> **Problem 1**
In the rows below, swap "altered" for "weathered" and write out everything from the line containing "Pinpoint each instance of greenish" down to the line containing "[91,56,395,257]", leaving all else unchanged.

> **Supplied text**
□ □ □ □ □
# torrent client



## dpetka2001 (Mar 31, 2011)

Hello there. I would like some suggestions as far as a torrent client that supports multiuser environment is concerned. I tried rtorrent (with rutorrent gui) but ended up with having each user run his own instance, though I would like one instance in which different users could login. I don't know if this can be done (azureus for example has a plugin called azsrmc that does it) but I would be greatful if there are some suggestions from other people.


----------



## Beastie (Mar 31, 2011)

I've never tried it, but TorrentFlux (net-p2p/torrentflux) does that. The port doesn't seem to be maintained though. It looks like it has been forked but the fork has not been ported to FreeBSD.
TorrentFlux works with BitTornado (net-p2p/py-bittornado) or so Wikipedia says.


----------



## dandelion (Mar 31, 2011)

Never tried rutorrent, but when I wanted multiuser webui it was net-p2p/mldonkey.


----------



## vinkler (Mar 31, 2011)

rtorrent + rutorrent works very well:
http://forums.rutorrent.org/index.php?topic=6.0


----------



## kpedersen (Mar 31, 2011)

Transmission is decent

With the transmission-daemon, it also provides a web interface for all the users to log into.


----------



## Beastie (Mar 31, 2011)

kpedersen said:
			
		

> Transmission is decent
> 
> With the transmission-daemon, it also provides a web interface for all the users to log into.


It's the best IMHO: simple, small, fast, low on memory footprint and featuring a web interface that doesn't require an HTTP server and whatnot.
□ □ □ □ □
> **Extracted data**
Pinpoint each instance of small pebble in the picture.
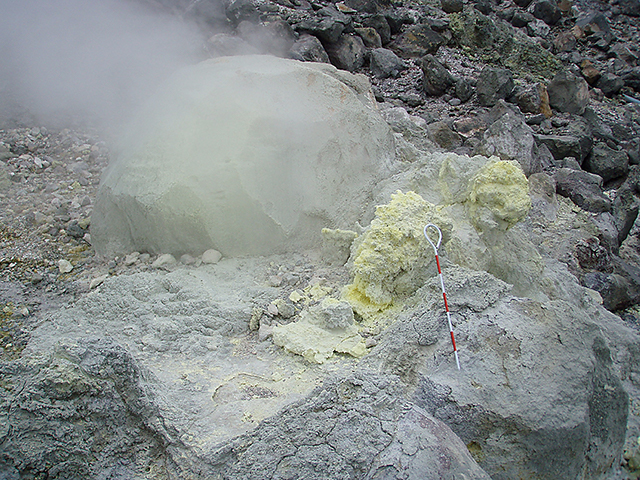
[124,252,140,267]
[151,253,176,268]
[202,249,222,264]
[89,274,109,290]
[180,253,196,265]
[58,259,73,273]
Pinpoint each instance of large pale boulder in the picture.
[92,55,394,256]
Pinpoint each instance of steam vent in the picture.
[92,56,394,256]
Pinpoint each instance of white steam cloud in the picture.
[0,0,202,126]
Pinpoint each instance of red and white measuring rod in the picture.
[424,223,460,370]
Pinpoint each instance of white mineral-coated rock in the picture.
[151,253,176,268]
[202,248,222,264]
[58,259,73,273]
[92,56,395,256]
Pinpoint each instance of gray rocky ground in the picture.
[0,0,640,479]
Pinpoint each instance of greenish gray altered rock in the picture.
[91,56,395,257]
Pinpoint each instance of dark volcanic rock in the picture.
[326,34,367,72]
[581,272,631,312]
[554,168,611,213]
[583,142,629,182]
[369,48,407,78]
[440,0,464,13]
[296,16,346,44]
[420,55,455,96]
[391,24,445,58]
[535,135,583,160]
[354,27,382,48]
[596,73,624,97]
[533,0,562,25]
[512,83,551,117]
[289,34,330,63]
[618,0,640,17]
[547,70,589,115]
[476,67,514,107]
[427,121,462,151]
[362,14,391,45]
□ □ □ □ □
> **Problem 2**
Pick up the forum thread about a torrent client above and carry it on past its last post.

> **Exercise answer 1**
Pinpoint each instance of greenish gray weathered rock in the picture.
[91,56,395,257]

> **Exercise answer 2**
But it doesn't really have the multi-user support the OP wants, unless multiple daemon instances are run (each with its own configuration files and on different RPC ports) which is what the OP doesn't want.


----------



## dpetka2001 (Apr 1, 2011)

vinkler said:
			
		

> rtorrent + rutorrent works very well:
> http://forums.rutorrent.org/index.php?topic=6.0



Apparently not because in another thread I ask specifically if there is a need to run two instances of rtorrent or just one and they answered to me that each user has to run his own instance. If there is another way of achieving what I want please share it with me. Have you done so yourself with rtorrent + rutorrent?

PS: I'll give it a go with torrentflux and mldonkey. Thank you for your suggestions.


----------



## dpetka2001 (Apr 10, 2011)

Has anyone tried ÂµTorrent headless server? If yes, could someone give some general instructions on how to install it on my pc or point me to some link where there are instructions(should I enable linux emulation in order to install/run it)? 

Thanks in advance.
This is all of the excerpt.